AIM OF THE EXERCISE:
Can you quote the material below line for line, leaving out the pictures?

Stored data:
+-------+
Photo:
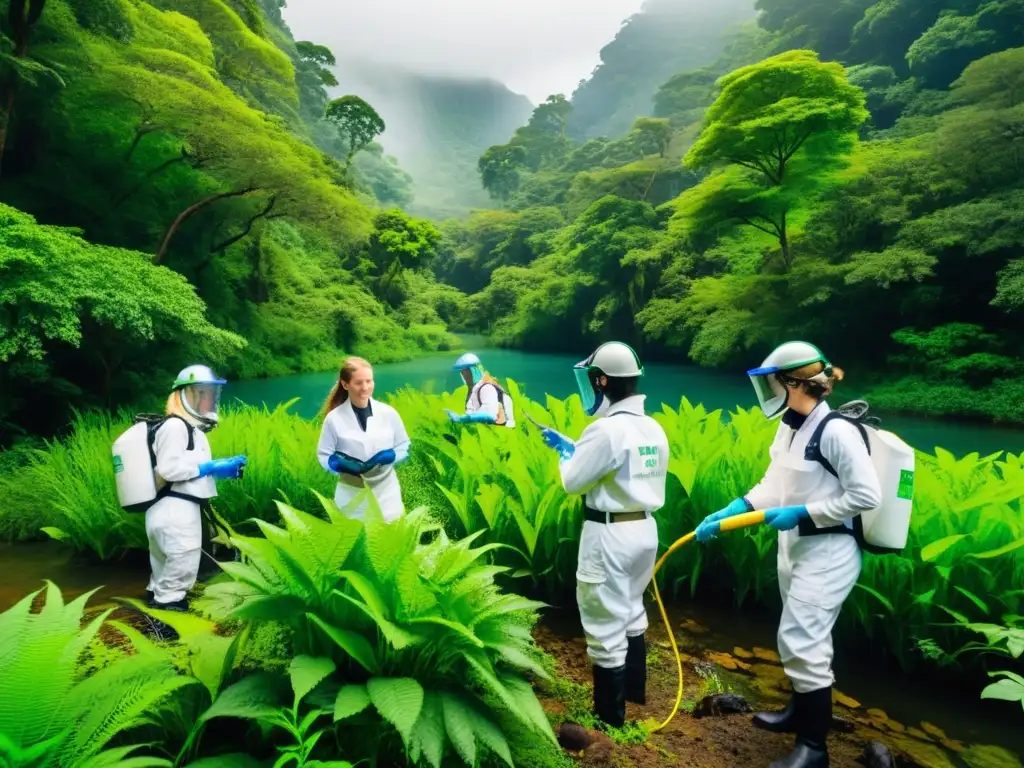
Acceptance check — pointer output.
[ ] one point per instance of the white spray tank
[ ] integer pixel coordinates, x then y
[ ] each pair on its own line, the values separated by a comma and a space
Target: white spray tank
134, 473
888, 525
+-------+
RESULT OF THIS TASK:
Photo:
Acceptance check — pointer output.
[ ] one point per instance of the white spray tank
[ ] integer pixel coordinates, x then y
[ ] each pair on its own line, the values separated by a comma and a space
Target: white spray tank
134, 473
888, 525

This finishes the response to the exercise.